— START Dataset entries —
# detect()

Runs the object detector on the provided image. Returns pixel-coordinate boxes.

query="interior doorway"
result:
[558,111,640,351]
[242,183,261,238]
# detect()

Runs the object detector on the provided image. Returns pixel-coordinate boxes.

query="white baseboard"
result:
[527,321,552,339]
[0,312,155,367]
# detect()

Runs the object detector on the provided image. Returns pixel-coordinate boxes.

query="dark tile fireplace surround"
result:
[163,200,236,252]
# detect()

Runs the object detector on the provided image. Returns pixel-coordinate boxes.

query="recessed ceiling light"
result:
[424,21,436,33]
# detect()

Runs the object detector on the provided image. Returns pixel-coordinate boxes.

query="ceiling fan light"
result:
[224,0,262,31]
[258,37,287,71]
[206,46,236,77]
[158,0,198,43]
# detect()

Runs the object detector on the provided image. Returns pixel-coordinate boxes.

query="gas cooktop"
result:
— END Dataset entries —
Lay out every line of the items above as a JSON list of strings, one string per line, with blank lines dropped.

[
  "# detect()",
  "Runs the object detector on the provided image. Returns pixel-coordinate boxes.",
  "query=\"interior doorway\"",
  "result:",
  "[558,111,640,351]",
  "[242,183,261,238]",
  "# detect()",
  "Runs the object detector on the provided image. Returns pixel-coordinate boxes.",
  "query=\"white baseboard\"",
  "result:",
  "[527,321,552,339]",
  "[0,312,155,367]",
  "# detect()",
  "Runs the object detector on the provided image. Returns pixel-coordinate boxes.",
  "query=\"dark tile fireplace surround\"",
  "result:",
  "[163,200,236,252]",
  "# detect()",
  "Runs the object detector on the provided image. Returns pixel-coordinate boxes.",
  "query=\"recessed ceiling light\"",
  "result:",
  "[424,21,436,33]",
  "# detect()",
  "Runs the object detector on the provided image. Returns pixel-coordinate boxes.",
  "query=\"ceiling fan light\"",
  "result:",
  "[224,0,262,31]",
  "[258,37,287,71]",
  "[206,46,236,77]",
  "[158,0,198,43]",
  "# detect()",
  "Runs the object detector on the provided image. Returns pixel-coordinate boxes.",
  "query=\"gas cooktop\"",
  "result:"
]